Exercise details:
Write the next part of the review of the Unicorn album "Shed No Tear" below, starting right after its final sentence.

Quoted passage:
UNICORN – Shed No Tear: The Early Late Unicorn

Mad Dog 2002 & Wooden Hill 2008 / Think Like A Key 2024

British country-rock collective bring together two ends of their story to twist it and suggest a Möbius band can stay unbroken.

UNICORN –
Shed No Tear

The ability to remain true to artist’s original values and still move with the times is almost as rare as the beast this English ensemble named themselves after. Playing a blend of prairie folk and fairy rock felt par for the course in the early ’70s – interesting enough for David Gilmour to produce their records and cover one of their pieces – but there’s a great distance between Islington and Laurel Canyon, which seemed even greater later in the same decade, when punk’s melodic austerity contrasted neo-hippies’ tuneful opulence the group’s songs hinted at. More so, after their creative peak with 1976’s "Too Many Crooks" wasn’t deemed quite commercial, the following year’s “One More Tomorrow” upped the band’s appeal – and turned them into a liability for both their label and their audience. With no contract, with the crowd at their last concert so small that they had to stop the show, and with plans to cross the ocean falling through, the foursome slowly dissolved – yet not before they laid down an album’s worth of fresh material.

Information shown:

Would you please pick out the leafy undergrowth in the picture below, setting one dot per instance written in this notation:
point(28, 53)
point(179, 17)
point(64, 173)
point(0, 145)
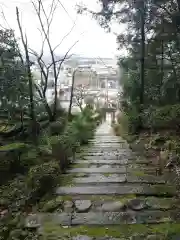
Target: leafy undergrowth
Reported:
point(162, 231)
point(37, 171)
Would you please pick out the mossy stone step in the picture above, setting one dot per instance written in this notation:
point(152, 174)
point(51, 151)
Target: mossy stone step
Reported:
point(162, 231)
point(102, 218)
point(98, 170)
point(115, 189)
point(118, 178)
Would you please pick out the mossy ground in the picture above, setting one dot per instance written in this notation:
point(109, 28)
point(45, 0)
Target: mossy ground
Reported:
point(120, 231)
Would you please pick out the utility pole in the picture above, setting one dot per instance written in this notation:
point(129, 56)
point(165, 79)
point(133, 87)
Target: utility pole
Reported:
point(72, 93)
point(142, 52)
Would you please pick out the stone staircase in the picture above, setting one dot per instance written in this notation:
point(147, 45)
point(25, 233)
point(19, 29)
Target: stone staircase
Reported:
point(112, 194)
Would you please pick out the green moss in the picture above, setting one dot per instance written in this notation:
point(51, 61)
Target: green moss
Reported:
point(138, 173)
point(13, 146)
point(53, 204)
point(119, 231)
point(164, 189)
point(81, 165)
point(107, 174)
point(66, 180)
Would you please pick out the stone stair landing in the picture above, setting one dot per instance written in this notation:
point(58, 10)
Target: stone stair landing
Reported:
point(110, 188)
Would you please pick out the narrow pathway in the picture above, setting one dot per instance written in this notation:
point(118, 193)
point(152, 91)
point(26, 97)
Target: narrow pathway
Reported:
point(112, 193)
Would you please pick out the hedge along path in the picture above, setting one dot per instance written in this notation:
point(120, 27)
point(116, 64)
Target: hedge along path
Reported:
point(110, 193)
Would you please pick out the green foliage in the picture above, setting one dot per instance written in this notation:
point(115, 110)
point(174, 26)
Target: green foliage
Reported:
point(52, 205)
point(167, 117)
point(42, 178)
point(57, 127)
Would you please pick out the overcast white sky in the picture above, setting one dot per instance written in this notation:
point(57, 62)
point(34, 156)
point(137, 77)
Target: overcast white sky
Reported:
point(93, 42)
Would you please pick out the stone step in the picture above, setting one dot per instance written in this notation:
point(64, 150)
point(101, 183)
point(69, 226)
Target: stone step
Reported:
point(115, 189)
point(118, 218)
point(98, 170)
point(102, 218)
point(107, 154)
point(118, 178)
point(94, 179)
point(110, 162)
point(109, 157)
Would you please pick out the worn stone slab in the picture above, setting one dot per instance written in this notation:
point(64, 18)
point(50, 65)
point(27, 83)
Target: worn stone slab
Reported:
point(106, 157)
point(117, 218)
point(82, 205)
point(36, 220)
point(146, 179)
point(112, 206)
point(99, 178)
point(103, 161)
point(98, 170)
point(107, 152)
point(117, 190)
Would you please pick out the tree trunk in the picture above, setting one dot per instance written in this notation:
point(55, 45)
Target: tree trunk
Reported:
point(71, 96)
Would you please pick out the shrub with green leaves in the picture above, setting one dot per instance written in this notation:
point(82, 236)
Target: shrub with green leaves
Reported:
point(42, 178)
point(11, 156)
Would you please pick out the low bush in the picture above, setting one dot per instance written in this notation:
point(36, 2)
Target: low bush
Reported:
point(11, 160)
point(42, 178)
point(162, 118)
point(76, 133)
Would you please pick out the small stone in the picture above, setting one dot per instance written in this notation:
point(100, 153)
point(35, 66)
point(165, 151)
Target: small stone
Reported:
point(112, 206)
point(136, 204)
point(151, 237)
point(68, 206)
point(32, 221)
point(82, 205)
point(82, 237)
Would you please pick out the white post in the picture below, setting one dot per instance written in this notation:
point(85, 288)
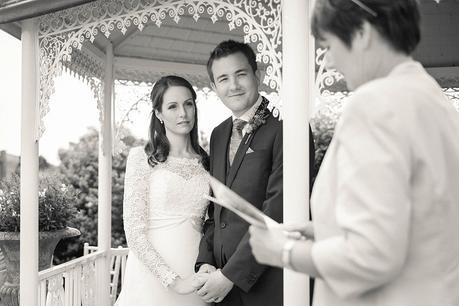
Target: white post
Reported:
point(296, 87)
point(29, 166)
point(105, 183)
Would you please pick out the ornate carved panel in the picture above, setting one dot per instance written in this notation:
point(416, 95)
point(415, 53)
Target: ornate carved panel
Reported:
point(64, 32)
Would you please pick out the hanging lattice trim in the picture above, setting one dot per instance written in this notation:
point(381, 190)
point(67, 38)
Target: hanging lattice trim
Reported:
point(62, 32)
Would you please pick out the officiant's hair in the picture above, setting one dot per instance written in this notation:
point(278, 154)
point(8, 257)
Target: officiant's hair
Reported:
point(158, 146)
point(398, 21)
point(229, 47)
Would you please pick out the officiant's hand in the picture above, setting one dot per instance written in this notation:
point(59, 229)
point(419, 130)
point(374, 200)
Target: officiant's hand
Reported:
point(267, 244)
point(305, 229)
point(183, 285)
point(216, 287)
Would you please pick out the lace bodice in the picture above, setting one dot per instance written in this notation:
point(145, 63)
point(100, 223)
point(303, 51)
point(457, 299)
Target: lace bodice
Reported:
point(171, 190)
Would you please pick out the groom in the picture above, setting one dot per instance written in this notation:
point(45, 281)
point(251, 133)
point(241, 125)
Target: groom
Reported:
point(246, 155)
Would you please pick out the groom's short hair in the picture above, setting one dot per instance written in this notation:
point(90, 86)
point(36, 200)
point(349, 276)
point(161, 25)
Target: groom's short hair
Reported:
point(229, 47)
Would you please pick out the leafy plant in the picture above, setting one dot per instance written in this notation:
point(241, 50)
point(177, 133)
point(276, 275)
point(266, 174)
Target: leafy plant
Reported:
point(55, 201)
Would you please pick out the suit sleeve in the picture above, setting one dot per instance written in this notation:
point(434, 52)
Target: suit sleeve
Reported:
point(206, 245)
point(242, 268)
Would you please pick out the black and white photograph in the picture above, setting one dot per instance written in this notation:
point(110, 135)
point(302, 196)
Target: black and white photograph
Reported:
point(229, 153)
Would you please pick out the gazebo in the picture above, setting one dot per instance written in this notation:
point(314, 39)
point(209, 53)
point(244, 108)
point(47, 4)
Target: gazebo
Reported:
point(105, 41)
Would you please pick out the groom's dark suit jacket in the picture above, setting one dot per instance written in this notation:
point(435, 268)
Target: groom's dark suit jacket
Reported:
point(257, 177)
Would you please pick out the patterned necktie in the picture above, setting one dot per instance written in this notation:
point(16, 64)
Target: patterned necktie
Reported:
point(236, 137)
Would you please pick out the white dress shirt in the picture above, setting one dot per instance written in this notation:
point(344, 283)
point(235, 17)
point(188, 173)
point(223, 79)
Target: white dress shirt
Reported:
point(249, 114)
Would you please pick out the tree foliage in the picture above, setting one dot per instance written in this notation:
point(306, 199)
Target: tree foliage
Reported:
point(79, 166)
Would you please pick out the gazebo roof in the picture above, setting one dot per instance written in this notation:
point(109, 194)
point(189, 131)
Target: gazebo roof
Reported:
point(179, 45)
point(182, 46)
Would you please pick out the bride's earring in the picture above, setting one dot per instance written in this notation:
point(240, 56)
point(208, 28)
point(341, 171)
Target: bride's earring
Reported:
point(160, 121)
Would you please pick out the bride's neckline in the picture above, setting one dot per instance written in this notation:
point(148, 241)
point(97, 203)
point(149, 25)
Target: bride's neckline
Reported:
point(186, 158)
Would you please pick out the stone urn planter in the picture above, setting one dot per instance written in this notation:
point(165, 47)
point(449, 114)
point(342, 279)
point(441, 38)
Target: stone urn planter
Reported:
point(9, 247)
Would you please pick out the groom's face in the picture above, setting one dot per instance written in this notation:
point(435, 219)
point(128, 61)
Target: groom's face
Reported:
point(235, 82)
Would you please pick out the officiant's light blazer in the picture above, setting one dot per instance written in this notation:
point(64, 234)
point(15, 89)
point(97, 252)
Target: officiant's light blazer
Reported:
point(385, 203)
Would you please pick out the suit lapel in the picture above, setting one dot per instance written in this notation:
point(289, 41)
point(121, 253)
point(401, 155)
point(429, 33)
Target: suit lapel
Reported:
point(238, 158)
point(220, 154)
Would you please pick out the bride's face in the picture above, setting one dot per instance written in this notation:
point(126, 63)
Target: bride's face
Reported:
point(177, 111)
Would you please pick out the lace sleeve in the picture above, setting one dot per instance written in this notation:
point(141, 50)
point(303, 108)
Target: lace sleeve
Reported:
point(135, 214)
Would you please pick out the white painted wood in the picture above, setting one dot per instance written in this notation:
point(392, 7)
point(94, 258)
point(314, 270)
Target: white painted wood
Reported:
point(295, 95)
point(29, 165)
point(105, 184)
point(138, 64)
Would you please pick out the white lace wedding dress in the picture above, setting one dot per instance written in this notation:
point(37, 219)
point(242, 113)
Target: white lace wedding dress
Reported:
point(163, 214)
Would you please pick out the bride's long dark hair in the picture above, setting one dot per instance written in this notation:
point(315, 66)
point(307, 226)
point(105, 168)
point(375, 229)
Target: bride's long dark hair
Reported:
point(158, 146)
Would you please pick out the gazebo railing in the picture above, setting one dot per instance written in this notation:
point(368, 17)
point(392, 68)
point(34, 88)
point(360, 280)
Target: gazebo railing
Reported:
point(75, 283)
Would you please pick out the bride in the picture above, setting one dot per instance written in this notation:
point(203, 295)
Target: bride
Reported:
point(163, 204)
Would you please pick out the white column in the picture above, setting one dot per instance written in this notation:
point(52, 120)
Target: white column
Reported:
point(29, 165)
point(105, 182)
point(296, 87)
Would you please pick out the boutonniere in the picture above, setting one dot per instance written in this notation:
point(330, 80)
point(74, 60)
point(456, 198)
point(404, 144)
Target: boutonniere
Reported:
point(258, 119)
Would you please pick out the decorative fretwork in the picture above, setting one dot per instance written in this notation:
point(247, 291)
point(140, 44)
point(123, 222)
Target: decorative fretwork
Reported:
point(88, 284)
point(63, 32)
point(453, 95)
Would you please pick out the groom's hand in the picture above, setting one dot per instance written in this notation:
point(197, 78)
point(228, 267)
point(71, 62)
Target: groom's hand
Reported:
point(216, 287)
point(206, 268)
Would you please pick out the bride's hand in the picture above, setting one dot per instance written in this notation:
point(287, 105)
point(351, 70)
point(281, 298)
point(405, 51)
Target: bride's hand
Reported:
point(183, 285)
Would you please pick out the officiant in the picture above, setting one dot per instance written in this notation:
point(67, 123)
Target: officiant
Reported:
point(385, 202)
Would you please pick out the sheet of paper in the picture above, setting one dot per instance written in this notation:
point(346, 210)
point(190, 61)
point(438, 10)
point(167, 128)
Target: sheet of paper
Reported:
point(229, 199)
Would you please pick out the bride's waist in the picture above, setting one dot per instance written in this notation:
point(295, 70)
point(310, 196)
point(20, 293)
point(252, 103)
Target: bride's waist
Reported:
point(166, 221)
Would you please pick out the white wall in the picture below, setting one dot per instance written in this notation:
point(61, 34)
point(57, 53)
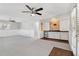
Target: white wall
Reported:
point(72, 31)
point(64, 22)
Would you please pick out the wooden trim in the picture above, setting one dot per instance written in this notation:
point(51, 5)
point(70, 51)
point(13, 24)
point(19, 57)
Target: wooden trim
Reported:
point(60, 52)
point(56, 40)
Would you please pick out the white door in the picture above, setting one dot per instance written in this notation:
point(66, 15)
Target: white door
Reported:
point(77, 27)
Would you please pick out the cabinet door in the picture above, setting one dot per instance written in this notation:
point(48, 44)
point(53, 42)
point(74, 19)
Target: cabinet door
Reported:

Output of the task:
Preserved for posterity in bassist Pat Martin’s garden shed, the fourteen numbers, written mostly by guitarist Ken Baker, demonstrate continuity not only with UNICORN’s four previous full-length platters but also with the tracks the quartet’s earlier incarnation, THE LATE, cut in the late ’60s. A smattering of those, added to this disc to flesh out its context, reveal how the pastoral-industrial likes of “Going Back Home” and “Train Coming My Way” set the scene for the latter-day gems that gathered dust on the shelf – next to such psychedelic and spiritual ditties as “Family Tree” and “Working Man” – for a quarter-century. Their quality is impressive, yet while the sweet, acoustically tinctured “Don’t Want To Go Home Alone” and “Open Sea” simply stood the test of time, and the reggae-tinged “Can’t Stop Thinking About You” and “You Tell Too Many Lies” remain the products of their period, the sublime, electrically driven ballad “Canada’s A Long Way” embraces timelessness without a shade of pretense or effort.

Of course, the humorous, harmonies-filled pastiche “Social Shirker” and the boisterous “Restless” undermine grandeur to a certain extent, and the effervescent “You Can Have A Dream” boasts a rather familiar riff, but the twangy “Rainy Season” offers uniquely upbeat take on the Albion “mustn’t grumble” maxim. All of it is a great extension of the ensemble’s official discography that, until now, has been missing an important aspect: a live performance. Fortunately, this reissue hosts a concert rendition of “Weekend” from 1975 – laid down for a children’s TV programme! A pity there’s no more on-stage artefacts, yet even without those the “Shed No Tear” songs feel precious.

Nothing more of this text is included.